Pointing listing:
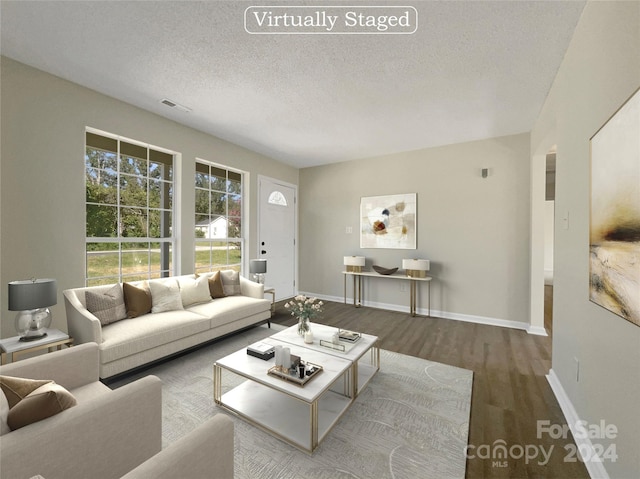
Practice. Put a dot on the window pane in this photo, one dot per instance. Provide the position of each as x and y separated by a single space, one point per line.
133 223
106 160
218 179
160 194
102 221
203 256
135 258
218 216
102 260
235 205
133 191
235 229
202 201
160 165
202 176
100 186
123 202
218 203
159 223
133 166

■ TASK DETAILS ■
Can you output every line of the listing verbatim, omitting the pictures?

■ THE RESULT ■
Practice. Put a dot on the window pane in this photo, one dot per instance. Provide the position of each as x and y separated by a single space, one point per line.
133 223
106 160
218 179
160 194
102 221
203 256
135 258
218 216
102 260
235 205
133 191
235 229
202 201
160 165
202 176
100 186
123 202
218 203
159 223
133 166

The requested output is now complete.